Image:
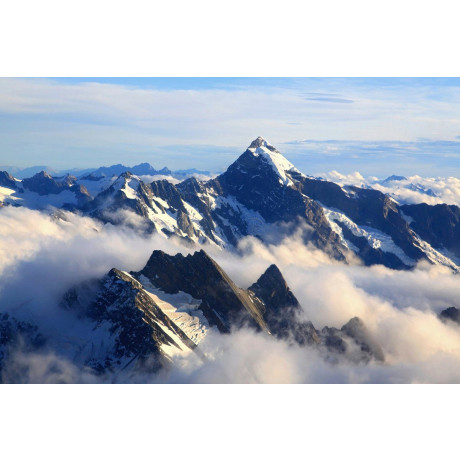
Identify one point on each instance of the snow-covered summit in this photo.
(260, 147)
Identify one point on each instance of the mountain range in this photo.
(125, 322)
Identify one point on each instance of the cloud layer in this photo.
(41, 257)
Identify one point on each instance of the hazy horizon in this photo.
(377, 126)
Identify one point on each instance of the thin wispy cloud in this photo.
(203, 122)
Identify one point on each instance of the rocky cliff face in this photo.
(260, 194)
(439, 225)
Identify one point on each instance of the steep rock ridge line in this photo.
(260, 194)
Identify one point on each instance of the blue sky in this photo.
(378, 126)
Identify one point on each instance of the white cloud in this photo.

...

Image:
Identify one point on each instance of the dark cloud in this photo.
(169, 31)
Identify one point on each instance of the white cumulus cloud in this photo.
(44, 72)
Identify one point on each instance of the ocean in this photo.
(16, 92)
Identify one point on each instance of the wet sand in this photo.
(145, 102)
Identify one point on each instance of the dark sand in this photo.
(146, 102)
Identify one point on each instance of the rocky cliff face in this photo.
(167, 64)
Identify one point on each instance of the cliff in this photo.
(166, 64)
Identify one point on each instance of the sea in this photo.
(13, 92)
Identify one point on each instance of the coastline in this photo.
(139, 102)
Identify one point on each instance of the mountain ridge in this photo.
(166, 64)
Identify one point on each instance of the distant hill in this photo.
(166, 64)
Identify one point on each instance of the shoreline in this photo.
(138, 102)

* **EXERCISE AIM**: Rewrite every line starting at the one containing "Identify one point on each instance of the cloud" and ending at the one containing "Identify one point on each instance of the white cloud", both included and with the requests kept. Shift each point coordinate in the answers by adding 80 to it.

* **REPLY TO THE TASK**:
Identify one point on each instance of the cloud layer in this photo.
(121, 337)
Identify one point on each instance of the hazy horizon in this photo.
(457, 206)
Identify one point on each instance of the thin wispy cloud in this photo.
(283, 202)
Identify one point on each instance of the rocky cliff face in this photo.
(340, 274)
(519, 305)
Identify one point on each instance of the steep rock ridge line in this photo.
(340, 274)
Identify one point on each instance of the blue sky in this photo.
(458, 206)
Identify one point on each instance of the white cloud in this photo.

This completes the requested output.